*Stored rows:*
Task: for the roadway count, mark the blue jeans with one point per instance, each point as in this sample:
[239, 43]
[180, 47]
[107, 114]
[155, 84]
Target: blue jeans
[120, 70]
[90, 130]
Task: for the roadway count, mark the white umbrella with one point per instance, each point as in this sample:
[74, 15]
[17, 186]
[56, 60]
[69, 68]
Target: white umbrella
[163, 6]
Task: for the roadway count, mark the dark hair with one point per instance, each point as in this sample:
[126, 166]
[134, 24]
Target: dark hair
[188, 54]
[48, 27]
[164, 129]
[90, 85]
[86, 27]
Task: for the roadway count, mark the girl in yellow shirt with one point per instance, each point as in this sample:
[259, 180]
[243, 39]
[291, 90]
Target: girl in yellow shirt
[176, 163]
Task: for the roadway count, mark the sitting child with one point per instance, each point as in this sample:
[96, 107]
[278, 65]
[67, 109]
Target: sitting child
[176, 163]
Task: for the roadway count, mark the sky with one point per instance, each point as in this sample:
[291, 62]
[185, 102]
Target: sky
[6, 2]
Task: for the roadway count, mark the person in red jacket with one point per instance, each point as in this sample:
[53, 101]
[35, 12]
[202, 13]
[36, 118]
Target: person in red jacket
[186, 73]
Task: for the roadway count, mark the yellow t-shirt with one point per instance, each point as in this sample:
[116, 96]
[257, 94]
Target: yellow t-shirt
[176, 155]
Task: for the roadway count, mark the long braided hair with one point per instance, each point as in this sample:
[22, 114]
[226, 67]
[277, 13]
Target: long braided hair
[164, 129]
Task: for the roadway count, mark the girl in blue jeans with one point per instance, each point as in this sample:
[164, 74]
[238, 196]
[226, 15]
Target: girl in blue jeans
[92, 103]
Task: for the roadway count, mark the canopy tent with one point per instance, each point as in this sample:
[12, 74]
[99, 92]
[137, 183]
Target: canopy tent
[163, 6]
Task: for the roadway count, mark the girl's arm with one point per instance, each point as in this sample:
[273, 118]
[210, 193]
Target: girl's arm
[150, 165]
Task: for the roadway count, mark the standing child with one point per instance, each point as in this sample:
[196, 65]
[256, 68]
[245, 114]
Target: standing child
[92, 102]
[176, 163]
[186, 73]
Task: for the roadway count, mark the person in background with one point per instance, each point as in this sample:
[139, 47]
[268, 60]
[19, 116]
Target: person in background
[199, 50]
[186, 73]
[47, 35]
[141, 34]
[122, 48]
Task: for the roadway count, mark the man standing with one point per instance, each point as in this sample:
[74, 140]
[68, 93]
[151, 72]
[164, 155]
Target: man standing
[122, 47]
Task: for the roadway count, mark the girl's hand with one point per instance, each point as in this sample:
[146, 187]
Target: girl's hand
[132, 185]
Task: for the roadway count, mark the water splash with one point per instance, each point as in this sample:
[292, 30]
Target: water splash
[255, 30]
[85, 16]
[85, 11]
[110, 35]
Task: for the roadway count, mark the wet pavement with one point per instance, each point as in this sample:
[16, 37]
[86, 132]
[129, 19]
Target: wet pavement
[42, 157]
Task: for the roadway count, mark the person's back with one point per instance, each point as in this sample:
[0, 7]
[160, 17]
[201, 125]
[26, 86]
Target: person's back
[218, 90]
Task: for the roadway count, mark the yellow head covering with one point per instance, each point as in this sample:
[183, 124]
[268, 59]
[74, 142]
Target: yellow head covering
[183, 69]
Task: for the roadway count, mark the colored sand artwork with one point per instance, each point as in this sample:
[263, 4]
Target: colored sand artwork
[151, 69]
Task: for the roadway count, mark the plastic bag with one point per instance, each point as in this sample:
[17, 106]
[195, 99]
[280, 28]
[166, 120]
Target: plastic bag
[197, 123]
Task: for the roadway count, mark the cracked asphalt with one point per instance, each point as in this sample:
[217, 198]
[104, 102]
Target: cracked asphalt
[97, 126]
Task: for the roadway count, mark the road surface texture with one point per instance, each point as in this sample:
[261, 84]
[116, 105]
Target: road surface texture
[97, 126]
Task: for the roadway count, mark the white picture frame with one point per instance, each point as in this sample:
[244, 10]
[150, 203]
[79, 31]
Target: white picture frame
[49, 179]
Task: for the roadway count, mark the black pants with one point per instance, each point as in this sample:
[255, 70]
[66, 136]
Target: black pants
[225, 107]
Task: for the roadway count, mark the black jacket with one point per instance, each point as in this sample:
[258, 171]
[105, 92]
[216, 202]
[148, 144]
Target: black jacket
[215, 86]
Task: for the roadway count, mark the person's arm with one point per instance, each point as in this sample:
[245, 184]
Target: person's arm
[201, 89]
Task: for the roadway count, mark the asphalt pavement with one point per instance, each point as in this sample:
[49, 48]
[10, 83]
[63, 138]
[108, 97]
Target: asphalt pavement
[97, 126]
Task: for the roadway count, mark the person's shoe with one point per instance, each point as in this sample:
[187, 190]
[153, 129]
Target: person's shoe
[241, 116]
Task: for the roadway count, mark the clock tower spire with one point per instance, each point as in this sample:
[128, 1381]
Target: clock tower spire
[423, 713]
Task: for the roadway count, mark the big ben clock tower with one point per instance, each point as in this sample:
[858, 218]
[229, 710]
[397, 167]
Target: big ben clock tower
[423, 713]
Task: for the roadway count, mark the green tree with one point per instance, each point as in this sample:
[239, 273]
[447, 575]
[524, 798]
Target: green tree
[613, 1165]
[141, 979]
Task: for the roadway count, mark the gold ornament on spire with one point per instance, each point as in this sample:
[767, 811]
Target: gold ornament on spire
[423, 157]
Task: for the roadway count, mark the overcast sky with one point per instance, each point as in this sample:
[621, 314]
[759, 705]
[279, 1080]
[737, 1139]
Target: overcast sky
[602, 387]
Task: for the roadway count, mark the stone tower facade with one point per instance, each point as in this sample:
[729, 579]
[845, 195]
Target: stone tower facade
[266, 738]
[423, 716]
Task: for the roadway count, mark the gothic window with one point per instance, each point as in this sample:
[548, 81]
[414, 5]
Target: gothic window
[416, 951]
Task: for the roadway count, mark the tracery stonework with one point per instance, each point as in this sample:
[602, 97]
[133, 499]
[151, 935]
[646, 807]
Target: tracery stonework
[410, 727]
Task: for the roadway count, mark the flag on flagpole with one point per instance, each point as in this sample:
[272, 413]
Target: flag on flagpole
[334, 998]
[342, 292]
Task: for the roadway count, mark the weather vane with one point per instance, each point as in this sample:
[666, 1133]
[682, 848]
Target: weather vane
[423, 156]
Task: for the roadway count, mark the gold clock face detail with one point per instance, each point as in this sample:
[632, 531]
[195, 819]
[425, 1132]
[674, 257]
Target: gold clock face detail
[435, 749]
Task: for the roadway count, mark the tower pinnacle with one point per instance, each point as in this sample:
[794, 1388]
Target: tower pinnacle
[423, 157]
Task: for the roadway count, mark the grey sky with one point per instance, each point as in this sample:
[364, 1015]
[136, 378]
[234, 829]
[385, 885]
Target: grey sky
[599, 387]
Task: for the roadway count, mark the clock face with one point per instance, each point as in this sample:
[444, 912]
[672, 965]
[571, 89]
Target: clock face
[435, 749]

*Direction:* Extract the full listing above without altering anything.

*Exercise solution:*
Task: for the roadway count, mark the blue jeans with one point per instance, each point as in this sample:
[239, 43]
[180, 47]
[107, 114]
[155, 84]
Target: blue jeans
[120, 70]
[90, 130]
Task: for the roadway count, mark the white umbrella with one point per instance, each point as in this sample:
[74, 15]
[17, 186]
[56, 60]
[69, 68]
Target: white umbrella
[163, 6]
Task: for the roadway count, mark the dark hair with one point per instance, each point as in this sample:
[126, 166]
[134, 24]
Target: dark hair
[188, 54]
[48, 27]
[164, 129]
[90, 85]
[86, 27]
Task: for the roadway count, mark the girl in yellow shirt with one point per instance, each point as in this sample:
[259, 180]
[243, 39]
[291, 90]
Target: girl in yellow shirt
[176, 163]
Task: for the roadway count, mark the sitting child with one point per instance, each point as in this sample:
[96, 107]
[278, 65]
[67, 109]
Target: sitting child
[176, 163]
Task: for the roadway count, mark the sky with one point per instance, each point as in this sample:
[291, 62]
[185, 102]
Target: sky
[6, 2]
Task: for the roadway count, mark the person in red jacket with one point per instance, each point as in this sample:
[53, 101]
[35, 12]
[202, 13]
[36, 118]
Target: person in red jacket
[186, 73]
Task: for the roadway count, mark the yellow t-shirt with one point per instance, each point as in this sample:
[116, 96]
[257, 94]
Target: yellow t-shirt
[176, 155]
Task: for the roadway count, mark the long braided hair with one point per instance, each point as in this sample:
[22, 114]
[226, 67]
[277, 13]
Target: long braided hair
[164, 129]
Task: for the roadway count, mark the girl in blue jeans with one point per instance, each point as in this sample:
[164, 74]
[238, 196]
[226, 15]
Target: girl in blue jeans
[92, 103]
Task: for the roadway count, mark the canopy tent with one point per instance, each point as in this sample:
[12, 74]
[99, 92]
[137, 183]
Target: canopy tent
[163, 6]
Task: for the roadway count, mark the girl's arm with one point per instance, each point as in this sample:
[273, 118]
[210, 193]
Target: girl's arm
[150, 165]
Task: for the roadway count, mark the standing child with one point per instance, each point as in this sample:
[196, 65]
[256, 68]
[245, 114]
Target: standing child
[92, 102]
[176, 163]
[186, 73]
Task: for the roadway count, mark the person in background with one point per instance, each point as in this sample:
[139, 47]
[268, 60]
[19, 116]
Target: person in background
[199, 50]
[186, 73]
[47, 35]
[141, 34]
[122, 48]
Task: for the roadway count, mark the man standing with one point per instance, each point as in this sample:
[74, 140]
[68, 93]
[151, 72]
[164, 155]
Target: man standing
[122, 47]
Task: for the roadway count, mark the girl's hand with one point per instance, each point as in this sample:
[146, 187]
Target: girl's hand
[132, 185]
Task: for the roadway count, mark the water splash with one point per instance, each point as in this sample:
[292, 30]
Target: water splash
[255, 30]
[85, 16]
[85, 11]
[110, 35]
Task: for the roadway count, mark the wet pavement with one point per instance, each point as in this sample:
[16, 37]
[86, 132]
[129, 19]
Target: wet pavement
[42, 157]
Task: for the roadway count, mark the person's back with one point per instance, each point as in this sample:
[0, 7]
[160, 17]
[201, 125]
[26, 86]
Target: person's back
[218, 90]
Task: for the roadway count, mark the yellow head covering with one point per instance, each point as in this sample:
[183, 124]
[268, 59]
[74, 142]
Target: yellow head covering
[183, 69]
Task: for the roadway count, mark the colored sand artwork with one point per instance, each point as in this sample:
[263, 4]
Target: colored sand artwork
[151, 69]
Task: for the roadway count, mark the plastic bag with one point per instance, each point as in this sample:
[17, 106]
[195, 99]
[280, 28]
[166, 120]
Target: plastic bag
[197, 123]
Task: for the roadway count, mark the cracked asphalt with one point per instance, each point as in this sample:
[217, 198]
[104, 102]
Target: cracked asphalt
[97, 126]
Task: for the roadway count, mark the road surface texture with one point per instance, each point as in this sample:
[261, 84]
[116, 105]
Target: road surface texture
[97, 126]
Task: for the roadway count, mark the white picture frame with one point per instance, each point as in this sample:
[244, 10]
[150, 203]
[79, 31]
Target: white picture frame
[49, 179]
Task: for the roadway count, mark the black pants with one point per instance, each point as in this sample:
[255, 70]
[66, 136]
Target: black pants
[225, 107]
Task: for the roadway count, mark the black jacket with one point per instance, each point as in this sample:
[258, 171]
[105, 92]
[216, 202]
[148, 144]
Target: black jacket
[215, 86]
Task: for the roadway count, mark the person's arm with one point per instance, each point as in this sample:
[245, 184]
Target: person's arm
[201, 89]
Task: for the roadway count, mark the asphalt pavement with one point per instance, each point as in this sample:
[49, 48]
[10, 83]
[63, 138]
[108, 97]
Target: asphalt pavement
[97, 126]
Task: for the roadway count, mark the person's shoe with one point per instance, each point as in this sample:
[187, 190]
[153, 129]
Target: person's shoe
[241, 116]
Task: for the roadway count, mark the clock tower spire with one point per instance, each point as in this sample:
[128, 1381]
Target: clock tower spire
[423, 713]
Task: for the roadway count, mark the big ben clock tower with one point per instance, each point as in this sample:
[858, 218]
[229, 710]
[397, 167]
Target: big ben clock tower
[423, 713]
Task: for the roadway count, mark the green tree with one point per instance, each point as in this sample:
[239, 273]
[447, 575]
[524, 798]
Target: green tree
[613, 1165]
[141, 979]
Task: for the roadway count, mark the gold ornament on spire with one point per instance, each point as in this sample:
[767, 811]
Target: gold ornament on spire
[423, 157]
Task: for the roadway count, mark the overcast sky with one point per instance, each point as in this sample:
[621, 314]
[759, 705]
[279, 1080]
[737, 1139]
Target: overcast sky
[602, 387]
Task: for the roadway count, mark the stone tower facade with one point per instance, each point as in this sample:
[729, 579]
[845, 195]
Target: stone tower facade
[266, 738]
[423, 716]
Task: for the roadway count, mark the gothic window with one point per instance, each point as in this sample:
[548, 81]
[414, 5]
Target: gothic window
[416, 951]
Task: for the roadway count, mark the tracery stonework with one point per instance, each point as in this sample:
[602, 97]
[133, 499]
[151, 935]
[646, 807]
Target: tracery stonework
[410, 727]
Task: for the roadway count, mark the flag on flagpole with one point per instance, each point as in this sample:
[272, 413]
Target: flag on flagpole
[334, 998]
[342, 292]
Task: for the roadway count, mark the weather vane with one point per instance, each point as in this sample:
[666, 1133]
[682, 848]
Target: weather vane
[423, 156]
Task: for the roadway count, mark the gold clock face detail with one point per instance, each point as in this sample:
[632, 531]
[195, 819]
[425, 1132]
[674, 257]
Target: gold clock face detail
[435, 749]
Task: for the roadway count, mark the tower pinnacle with one point per instance, each point as in this sample:
[794, 1388]
Target: tower pinnacle
[423, 157]
Task: for the roadway count, mark the grey sky with one point per instance, each point as in this sample:
[364, 1015]
[136, 378]
[234, 829]
[385, 885]
Target: grey sky
[599, 387]
Task: for the roadway count, mark the clock face with one point per instance, each point as in this sample:
[444, 912]
[672, 965]
[571, 89]
Target: clock face
[435, 749]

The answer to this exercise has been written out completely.